SELECTED TEXT »

| | |
| Formation | February 24, 1920 |
|---|---|
| Purpose | Promotion of milk consumption in the UK |
| Headquarters | High Holborn London, WC1 |
| Coordinates | 51°31′03″N0°07′16″W / 51.5174°N 0.1212°W |
Parent organization | Dairy UK |
Formerly called | National Milk Publicity Council National Dairy Council |
The Dairy Council is a British organisation founded in 1920 to promote the widespread consumption of milk in the UK, and advocate its health benefits.
It was founded on 24 February 1920, [1] and incorporated on 4 February 1925 [2] as the National Milk Publicity Council, situated on Southampton Street, London.
From 1906 H C Corry Mann ( - February 18 1961) had worked at the Evelina London Children's Hospital. In May 1921 the Accessory Food Factors Committee of the Ministry of Health decided to look at child nutrition and health. From November 1921 to 1925, in conjunction with the Medical Research Council, Harold Charles Corry-Mann studied the effect of adding a pint of milk a day to children's diet. The study took place in Woodford Bridge, eleven miles from London, in eight houses. Only boys aged 7-11 were looked at, with forty one being given milk, and twenty six being given butter, from New Zealand. The butter was tested in a biochemistry lab in UCL, and found to have a high content of Vitamin A. [3]
Carl Edvard Bloch (1872 - 1952) had carried out a similar study in Denmark in 1916. The Danish children's malnutrition was caused by a lack of Vitamin A. Earlier studies on diet and vitamins were conducted by Elmer McCollum and Harry Steenbock, and Thomas Burr Osborne (chemist). Not only were the boys, with additional milk, more healthy, but they had much more energy. In 1924 Diarmid Noel Paton, of the University of Glasgow, was consulted, as to how the study should proceed.

[Free-text object descriptions]
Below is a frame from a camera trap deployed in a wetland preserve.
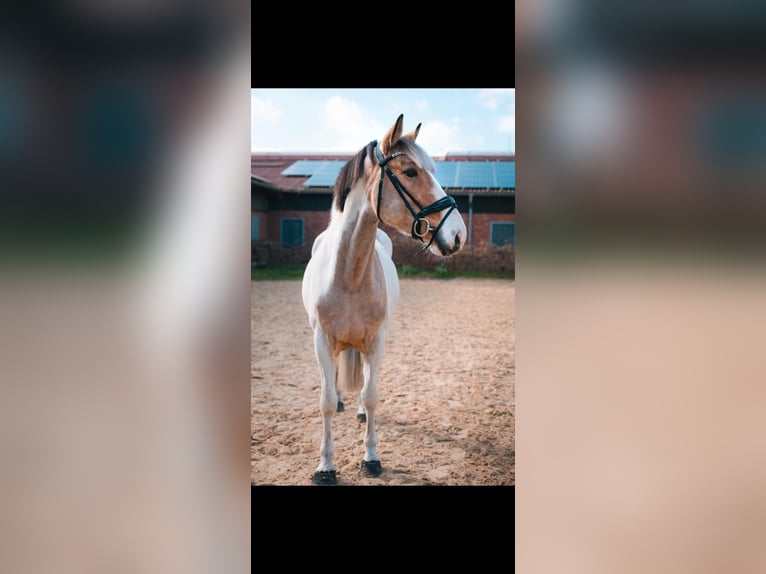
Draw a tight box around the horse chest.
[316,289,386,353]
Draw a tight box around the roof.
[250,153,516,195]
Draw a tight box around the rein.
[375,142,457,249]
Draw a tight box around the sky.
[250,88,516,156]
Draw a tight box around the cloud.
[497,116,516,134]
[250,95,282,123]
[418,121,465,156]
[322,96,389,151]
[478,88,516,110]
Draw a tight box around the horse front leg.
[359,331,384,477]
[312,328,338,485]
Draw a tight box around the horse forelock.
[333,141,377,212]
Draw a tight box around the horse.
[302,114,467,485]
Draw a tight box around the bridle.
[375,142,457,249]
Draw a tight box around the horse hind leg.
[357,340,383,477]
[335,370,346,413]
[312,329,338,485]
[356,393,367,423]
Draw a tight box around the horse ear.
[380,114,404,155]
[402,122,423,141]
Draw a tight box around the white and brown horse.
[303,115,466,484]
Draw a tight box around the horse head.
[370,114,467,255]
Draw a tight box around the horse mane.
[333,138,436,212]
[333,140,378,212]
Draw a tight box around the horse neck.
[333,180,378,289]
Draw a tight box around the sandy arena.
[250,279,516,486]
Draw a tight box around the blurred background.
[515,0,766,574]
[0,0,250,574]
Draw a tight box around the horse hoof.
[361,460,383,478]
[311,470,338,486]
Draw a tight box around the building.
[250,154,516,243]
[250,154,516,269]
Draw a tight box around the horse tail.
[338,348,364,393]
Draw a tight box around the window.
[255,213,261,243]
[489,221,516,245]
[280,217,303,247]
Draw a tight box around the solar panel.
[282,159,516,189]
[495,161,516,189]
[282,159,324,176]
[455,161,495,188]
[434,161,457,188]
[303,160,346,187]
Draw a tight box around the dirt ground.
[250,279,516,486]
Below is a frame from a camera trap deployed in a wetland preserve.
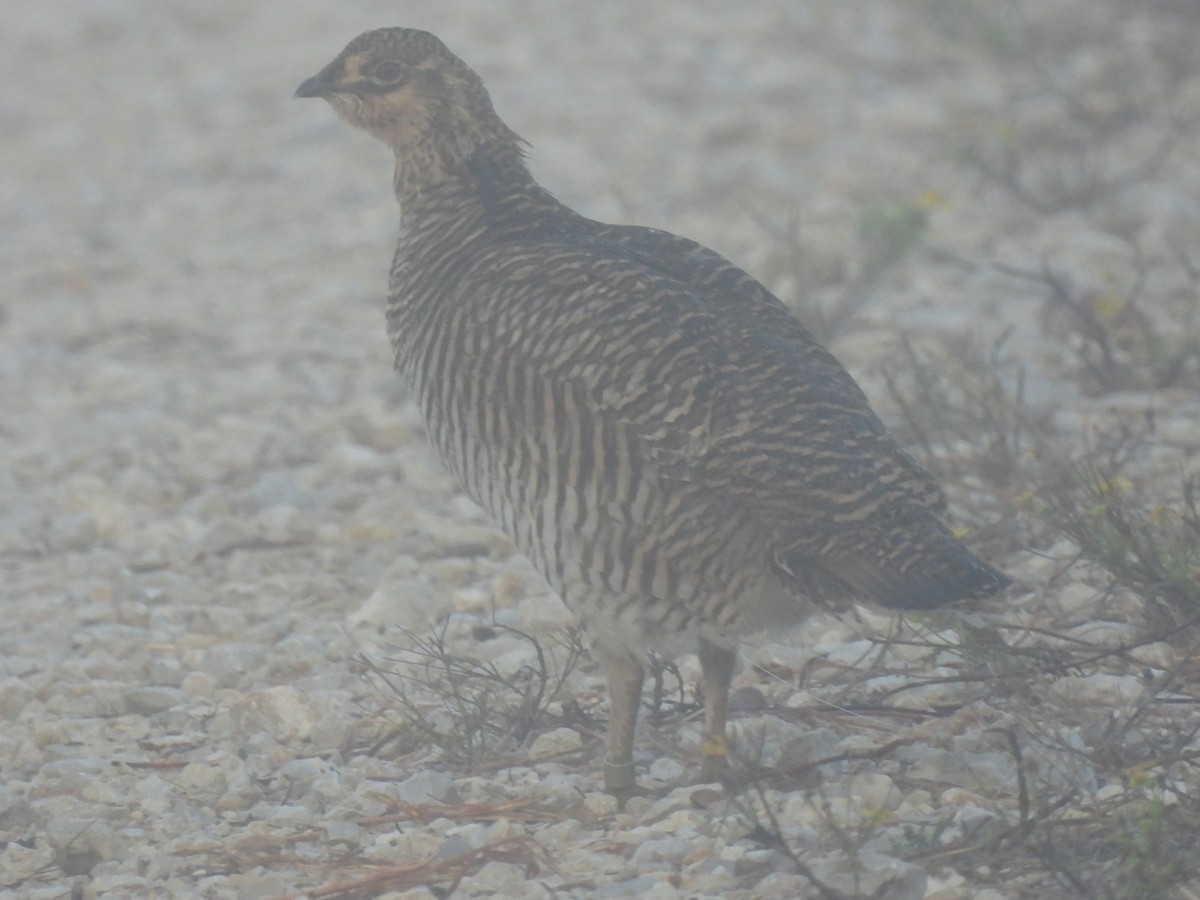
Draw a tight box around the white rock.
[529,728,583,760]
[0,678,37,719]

PROBLEM A » In the Dairy Council text, under what name was the organization incorporated on 4 February 1925?
PROBLEM B » Write the next part of the Dairy Council text, picking up after its last sentence.

REPLY A » The National Milk Publicity Council

REPLY B »
British nutritionist Harriette Chick took inferences from the data of the study; the British Milk Publicity Board loved the report.
Paediatrician Sir James Calvert Spence would conduct similar research in Britain, notably the Thousand Families Study, Newcastle upon Tyne. In the US the Special Milk Program was authorised in 1954, and formed part of the Child Nutrition Act in 1966.
In January 1929 the British Milk Publicity Board contacted London County Council, and started the distribution of milk at school. [4] By October 1929 this was 200,000 children. [5] By November 1930 this was 500,000 children in 80 local authorities. [6] By 1931 this was 10% of schoolchildren. [7] By 1934 it was 900,000 children. [8] By 1937 it was two million children, and 2.75 million by 1938. [9]
During WWII it had to curtail its activities as milk was heavily rationed. Sale of milk in the UK was three pints per head each week in 1939, rising to five pints in 1951. [10]
From the 1983 until 2001 it was known as the National Dairy Council. In the 1960s, it was situated at Melbourne House in Aldwych. [11]
The National Dairy Council, before 1983, was a subdivision that ran festivals such as the Dairy Foods Festival in London in June, the Dairy Information Service, and the Dairy Recipe Service.
It gave the name Ploughman's lunch to the common meal in 1961, in advertising.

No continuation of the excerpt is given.